• **Exercise instructions**
Write out the part of the test reporting page between "The tests were" and "who generates it.", inclusive, and swap every "communication tool" for "decision aid".

━━━━━ Source ━━━━━

Mid-Level · Automation Engineer

Test Reporting & Artefacts

Q: Q1. What information must a Go/No-Go test summary always contain?

Five elements: (1) total tests run and the execution scope (browsers, environments); (2) pass rate as a percentage with absolute numbers; (3) failure breakdown separating blocking failures from known flaky tests — these are different risk levels; (4) a bug reference for each blocking failure (JIRA ID, severity, owner); and (5) a clear Go/No-Go recommendation with any conditions attached (e.g. conditional on BUG-1234 resolution by EOD). Never make the stakeholder infer the recommendation from the numbers.

Test results nobody reads don't improve quality. The art of test reporting is making results immediately actionable — for developers, leads, and stakeholders who have five minutes and need to make a decision.

Mid-Level ISTQB CTAL-TA v3.1.2 — K3 Apply ~14 min read + exercise

1 The Hook — Why This Matters

An Auckland SaaS team runs 800 Playwright tests in CI. The pass rate is 97.2%. The Test Lead is diligent — every sprint they assemble a 40-page Allure report and email it to the Product Owner. The PO skips it every single sprint. Too much detail, no clear action.

After three sprints, a P1 bug reaches production. The automated tests had caught it. The failure was right there in the Allure report, buried on page 28. Nobody triaged it. The PO didn't know failing tests could sit unremediated if nobody reviewed the dashboard.

The tests were doing their job. The reporting wasn't. A 40-page report with no executive summary is not a communication tool — it's a data dump that creates a false sense of oversight. The PO assumed a report landing in their inbox meant someone had reviewed it.

2 The Rule — The One-Sentence Version

A test report is a communication tool, not a data dump. Design it for the person who reads it, not for the person who generates it.

━━━━━ Recorded data ━━━━━

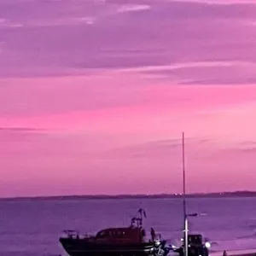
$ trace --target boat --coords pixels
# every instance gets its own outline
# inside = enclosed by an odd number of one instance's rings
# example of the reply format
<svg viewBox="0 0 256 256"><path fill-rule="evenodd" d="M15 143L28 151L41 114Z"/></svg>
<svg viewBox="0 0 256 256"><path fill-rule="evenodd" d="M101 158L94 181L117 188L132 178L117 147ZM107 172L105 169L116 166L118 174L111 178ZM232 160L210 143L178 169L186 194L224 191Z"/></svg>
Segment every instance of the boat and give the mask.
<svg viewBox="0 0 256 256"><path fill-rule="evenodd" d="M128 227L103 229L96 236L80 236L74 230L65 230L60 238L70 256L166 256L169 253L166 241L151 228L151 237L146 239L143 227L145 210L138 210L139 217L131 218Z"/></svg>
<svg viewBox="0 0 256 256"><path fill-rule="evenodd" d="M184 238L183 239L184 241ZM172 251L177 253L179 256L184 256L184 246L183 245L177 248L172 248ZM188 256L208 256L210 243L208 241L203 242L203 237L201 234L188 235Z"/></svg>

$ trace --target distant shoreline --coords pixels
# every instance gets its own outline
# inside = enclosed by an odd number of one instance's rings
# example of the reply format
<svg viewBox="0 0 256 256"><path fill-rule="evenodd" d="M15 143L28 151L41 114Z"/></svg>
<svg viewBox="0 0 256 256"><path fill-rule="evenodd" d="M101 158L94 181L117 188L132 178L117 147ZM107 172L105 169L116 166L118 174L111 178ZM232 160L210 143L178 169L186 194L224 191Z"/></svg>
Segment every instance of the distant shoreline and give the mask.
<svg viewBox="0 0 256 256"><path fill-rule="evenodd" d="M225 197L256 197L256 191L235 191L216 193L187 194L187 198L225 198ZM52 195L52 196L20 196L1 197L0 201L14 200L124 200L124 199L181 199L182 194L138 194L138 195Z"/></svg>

━━━━━
━━━━━ Recorded data ━━━━━

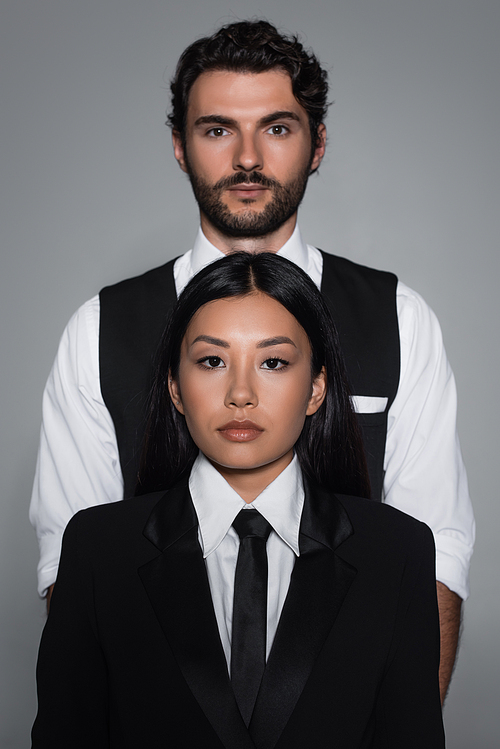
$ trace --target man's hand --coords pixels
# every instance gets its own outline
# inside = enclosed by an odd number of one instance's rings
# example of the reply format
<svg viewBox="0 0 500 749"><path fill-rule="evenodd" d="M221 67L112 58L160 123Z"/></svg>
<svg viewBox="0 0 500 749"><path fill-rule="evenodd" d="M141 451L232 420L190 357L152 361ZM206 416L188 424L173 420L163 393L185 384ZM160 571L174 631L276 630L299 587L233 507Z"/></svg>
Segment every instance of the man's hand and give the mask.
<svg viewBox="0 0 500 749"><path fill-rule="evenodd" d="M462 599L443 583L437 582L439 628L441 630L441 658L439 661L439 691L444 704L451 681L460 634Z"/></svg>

━━━━━
━━━━━ Recorded data ━━━━━

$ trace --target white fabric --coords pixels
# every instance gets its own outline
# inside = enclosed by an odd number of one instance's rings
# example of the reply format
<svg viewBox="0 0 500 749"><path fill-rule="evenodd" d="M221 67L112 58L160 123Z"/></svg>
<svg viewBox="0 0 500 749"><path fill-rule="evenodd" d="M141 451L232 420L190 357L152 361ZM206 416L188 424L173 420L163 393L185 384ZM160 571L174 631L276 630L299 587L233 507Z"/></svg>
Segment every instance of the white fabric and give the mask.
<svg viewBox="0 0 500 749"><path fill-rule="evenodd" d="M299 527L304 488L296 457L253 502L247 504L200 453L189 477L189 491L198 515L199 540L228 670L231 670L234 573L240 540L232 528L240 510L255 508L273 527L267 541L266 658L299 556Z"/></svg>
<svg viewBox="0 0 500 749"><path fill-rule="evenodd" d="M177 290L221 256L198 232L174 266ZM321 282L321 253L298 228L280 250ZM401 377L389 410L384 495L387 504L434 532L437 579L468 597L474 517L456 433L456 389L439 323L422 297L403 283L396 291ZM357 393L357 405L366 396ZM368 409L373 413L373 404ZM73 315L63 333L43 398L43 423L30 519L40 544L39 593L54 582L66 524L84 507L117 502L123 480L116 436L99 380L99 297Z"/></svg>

━━━━━

• **Full answer**
The tests were doing their job. The reporting wasn't. A 40-page report with no executive summary is not a decision aid — it's a data dump that creates a false sense of oversight. The PO assumed a report landing in their inbox meant someone had reviewed it.

2 The Rule — The One-Sentence Version

A test report is a decision aid, not a data dump. Design it for the person who reads it, not for the person who generates it.